▶ Document excerpt
We have a High Degree of Operating Leverage.

    Our business model is characterized by a very high degree of operating
leverage. A substantial portion of our operating costs and expenses consists of
employee and facility related costs, which are relatively fixed over the short
term. In addition, our expense levels and hiring plans are based substantially
on our projections of future revenues. If near term demand weakens in a given
quarter, there would likely be a material adverse effect on operating results
and a resultant drop in our stock price.

We May Have Difficulty Achieving our EPS Goal.

    There is a risk that we may not be able to achieve our earnings per share
goal in the near-term. If current weak global economic conditions continue or if
there is continued global economic uncertainty due to terrorism or wartime
conditions, we may find it difficult to sustain our revenues or achieve revenue
growth. Although we have taken steps to reduce our expenses in light of current
conditions, our ability to achieve our earnings per share goal in the near-term
is dependent upon increasing revenues over the most recent quarter. If we are
unable to achieve our earnings per share goal, our stock price may be adversely
affected.

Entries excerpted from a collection
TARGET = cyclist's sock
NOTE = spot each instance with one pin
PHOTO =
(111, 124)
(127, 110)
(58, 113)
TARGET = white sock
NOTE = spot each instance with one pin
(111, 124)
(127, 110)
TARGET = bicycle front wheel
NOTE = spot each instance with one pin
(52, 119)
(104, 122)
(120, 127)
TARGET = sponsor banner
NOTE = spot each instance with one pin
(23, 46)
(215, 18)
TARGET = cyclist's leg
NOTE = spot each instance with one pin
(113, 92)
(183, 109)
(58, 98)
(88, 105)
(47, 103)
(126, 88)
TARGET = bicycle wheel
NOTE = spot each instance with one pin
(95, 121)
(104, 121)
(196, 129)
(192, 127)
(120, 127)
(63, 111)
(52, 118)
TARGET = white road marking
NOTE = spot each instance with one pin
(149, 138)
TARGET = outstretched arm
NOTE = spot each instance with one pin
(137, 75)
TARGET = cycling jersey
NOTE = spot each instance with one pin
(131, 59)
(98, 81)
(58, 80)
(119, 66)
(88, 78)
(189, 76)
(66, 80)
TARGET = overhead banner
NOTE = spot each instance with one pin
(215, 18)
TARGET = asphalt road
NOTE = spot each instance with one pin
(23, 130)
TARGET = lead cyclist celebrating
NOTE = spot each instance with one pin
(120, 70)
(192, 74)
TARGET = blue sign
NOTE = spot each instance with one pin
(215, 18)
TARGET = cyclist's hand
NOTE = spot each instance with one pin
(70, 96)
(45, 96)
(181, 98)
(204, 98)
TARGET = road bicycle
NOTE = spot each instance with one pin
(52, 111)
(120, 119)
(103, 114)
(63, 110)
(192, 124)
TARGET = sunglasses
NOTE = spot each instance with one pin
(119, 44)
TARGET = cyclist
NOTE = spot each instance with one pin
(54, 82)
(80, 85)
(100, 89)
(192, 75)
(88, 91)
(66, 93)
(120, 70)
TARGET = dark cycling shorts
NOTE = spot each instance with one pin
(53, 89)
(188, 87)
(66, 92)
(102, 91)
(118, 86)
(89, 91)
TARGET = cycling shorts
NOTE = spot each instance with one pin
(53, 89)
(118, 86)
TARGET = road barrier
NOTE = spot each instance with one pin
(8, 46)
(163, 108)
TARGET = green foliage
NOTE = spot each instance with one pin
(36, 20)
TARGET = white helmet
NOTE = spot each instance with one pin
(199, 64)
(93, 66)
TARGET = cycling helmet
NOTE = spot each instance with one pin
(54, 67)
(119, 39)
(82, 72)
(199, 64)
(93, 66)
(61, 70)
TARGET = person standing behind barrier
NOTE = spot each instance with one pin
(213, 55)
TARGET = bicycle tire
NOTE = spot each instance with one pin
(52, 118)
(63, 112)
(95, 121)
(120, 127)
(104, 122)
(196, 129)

▶ Work instructions
(1) Decide whether each statement agrees with the passage on business risks, answering yes or no and quoting the deciding words from the passage: (a) Employee and facility related costs are relatively fixed over the short term. (b) The company bases its hiring plans substantially on its past revenues. (c) Meeting the near-term earnings per share goal depends on revenues increasing over the most recent quarter.
(2) Report every line of the entries that contains the string "shorts", treating case as significant.
The entries are unrelated to the passage on business risks.

▶ Solutions
(1)
(a) Yes: "employee and facility related costs, which are relatively fixed over the short term."
(b) No: "our expense levels and hiring plans are based substantially on our projections of future revenues."
(c) Yes: "our ability to achieve our earnings per share goal in the near-term is dependent upon increasing revenues over the most recent quarter."

(2)
TARGET = dark cycling shorts
TARGET = cycling shorts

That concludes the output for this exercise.